Your goal |
Please reproduce the material below, substituting "grated carrot" for each occurrence of "shredded carrot" and leaving everything else unchanged.

Information shown |
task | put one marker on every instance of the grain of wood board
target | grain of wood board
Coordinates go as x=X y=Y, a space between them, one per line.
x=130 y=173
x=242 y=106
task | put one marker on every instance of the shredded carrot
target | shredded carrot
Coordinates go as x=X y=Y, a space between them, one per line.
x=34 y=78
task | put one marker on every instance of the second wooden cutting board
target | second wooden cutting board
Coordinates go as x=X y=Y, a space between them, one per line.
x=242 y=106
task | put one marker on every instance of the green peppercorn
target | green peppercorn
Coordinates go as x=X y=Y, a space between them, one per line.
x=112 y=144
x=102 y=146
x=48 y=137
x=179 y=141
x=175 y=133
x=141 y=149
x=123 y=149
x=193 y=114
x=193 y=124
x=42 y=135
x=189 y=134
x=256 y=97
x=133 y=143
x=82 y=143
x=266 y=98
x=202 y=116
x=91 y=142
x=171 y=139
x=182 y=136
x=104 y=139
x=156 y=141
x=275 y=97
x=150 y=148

Expected answer |
task | put one marker on every instance of the grain of wood board
target | grain of wood board
Coordinates go as x=X y=Y, a space between them, one per line.
x=130 y=173
x=242 y=106
task | put one marker on every instance of the grated carrot
target | grated carrot
Coordinates go as x=X y=Y, a space between them, one per line.
x=34 y=78
task | put one marker on every instance of the second wooden cutting board
target | second wooden cutting board
Coordinates go as x=X y=Y, a space between them, one per line.
x=242 y=106
task | put one marker on every instance of the green peppercorn
target | green peppercorn
Coordinates go as x=X y=Y, a space between them, one per line.
x=112 y=144
x=102 y=146
x=48 y=137
x=179 y=141
x=175 y=133
x=141 y=149
x=123 y=149
x=193 y=114
x=193 y=124
x=42 y=135
x=189 y=134
x=256 y=97
x=133 y=143
x=82 y=143
x=266 y=98
x=202 y=116
x=91 y=142
x=171 y=139
x=182 y=136
x=104 y=139
x=156 y=141
x=275 y=97
x=150 y=148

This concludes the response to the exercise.